- Problem
Extract every line of the records below and reproduce each one word for word, in order.

(Named object pointing records)
- - - - - - -

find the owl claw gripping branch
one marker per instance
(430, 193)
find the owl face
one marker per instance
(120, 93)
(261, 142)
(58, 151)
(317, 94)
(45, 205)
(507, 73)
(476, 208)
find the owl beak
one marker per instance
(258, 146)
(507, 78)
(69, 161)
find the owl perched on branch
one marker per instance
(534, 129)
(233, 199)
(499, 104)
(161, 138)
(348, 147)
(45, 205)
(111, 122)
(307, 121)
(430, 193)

- - - - - - -

- Result
find the owl claw gripping branch
one marker per instance
(430, 193)
find the owl face
one marker per instance
(120, 93)
(261, 142)
(58, 151)
(317, 94)
(45, 205)
(507, 73)
(476, 208)
find the owl beak
one marker per instance
(258, 146)
(507, 78)
(69, 161)
find the owl perched on branch
one marker per instance
(534, 129)
(233, 199)
(499, 104)
(161, 138)
(348, 147)
(45, 205)
(111, 122)
(307, 121)
(430, 193)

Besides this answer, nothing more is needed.